_WHAT THE EXERCISE ASKS_
Retype every line of the listing below verbatim, omitting the pictures.
### EXTRACTED MATERIAL ###
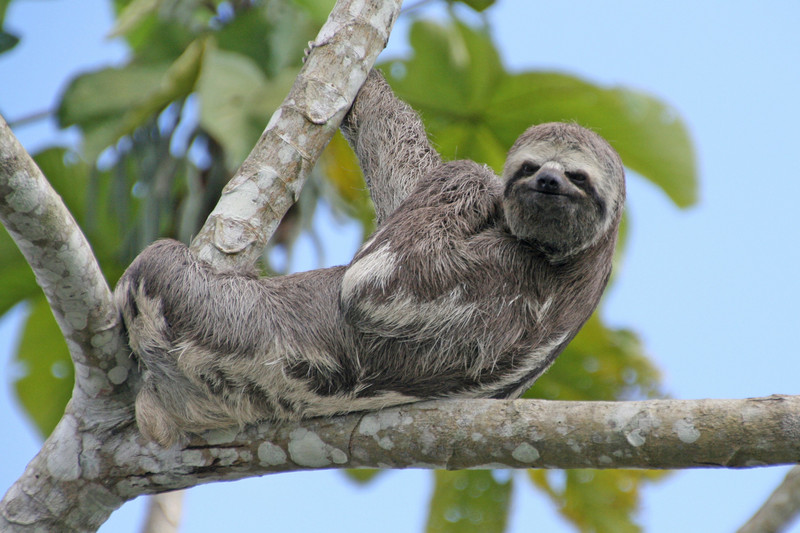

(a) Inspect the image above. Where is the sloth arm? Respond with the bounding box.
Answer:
[341,70,442,225]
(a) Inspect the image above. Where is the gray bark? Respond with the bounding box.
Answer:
###
_WRITTEN ANSWER_
(a) Inspect the image above. Where is the sloth arm? Respond with the bounding box.
Answer:
[341,70,442,225]
(a) Inspect the image above. Where is the gray bark? Respond with the bounding box.
Answer:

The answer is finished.